- _Reading passage_:
College students are playing online poker in record numbers, trying to win college tuition or spending money. Some may be frittering away college tuition.
Written by ZDNET Editors, Contributor

Indianapolis Star reporter Staci Hupp reports on a worrisome new Internet trend - college students are gambling online, sometimes in an attempt to get help with tuition. Last week was AbsolutePoker.com's big poker tournament, and Butler U. freshman Robb Barbauld was up late, trying to win some money. The tournament's grand prize was a semester's tuition.

"I'm going to come out of college in debt," said Barbauld, a Merrillville native who figures his expenses at the Indianapolis private school add up to $32,000 a year. "Free tuition would be really nice."

Gambling has always been popular with high school and college kids. An Indiana University-Purdue University Indianapolis survey in 2004 found that more than half of students ages 12 to 20 said they had gambled for money. And a nationwide survey of high school and college students last year by the University of Pennsylvania reported a 20 percent jump from 2004 in students who play cards for money.

But like everthing, online gambling raises the stakes.

- _Material provided_:
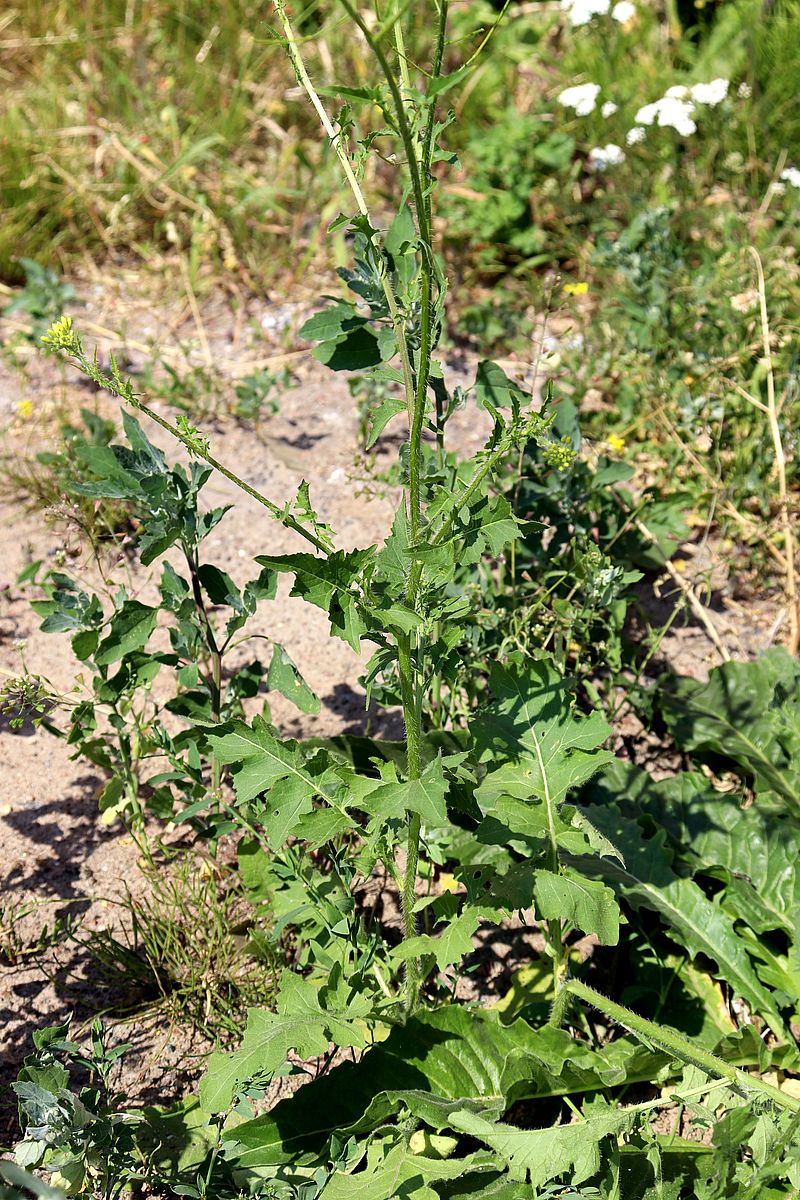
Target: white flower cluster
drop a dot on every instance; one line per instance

- _Exercise brief_:
Answer these questions about the article on college students and online poker:
1. What was the grand prize in AbsolutePoker.com's tournament?
2. What does Barbauld figure his expenses at the Indianapolis private school add up to each year?
3. What share of students ages 12 to 20 in the 2004 Indiana University-Purdue University Indianapolis survey said they had gambled for money?
Answer from the article alone and from nothing in the material.

- _Response to this task_:
1. A semester's tuition.
2. $32,000 a year.
3. More than half.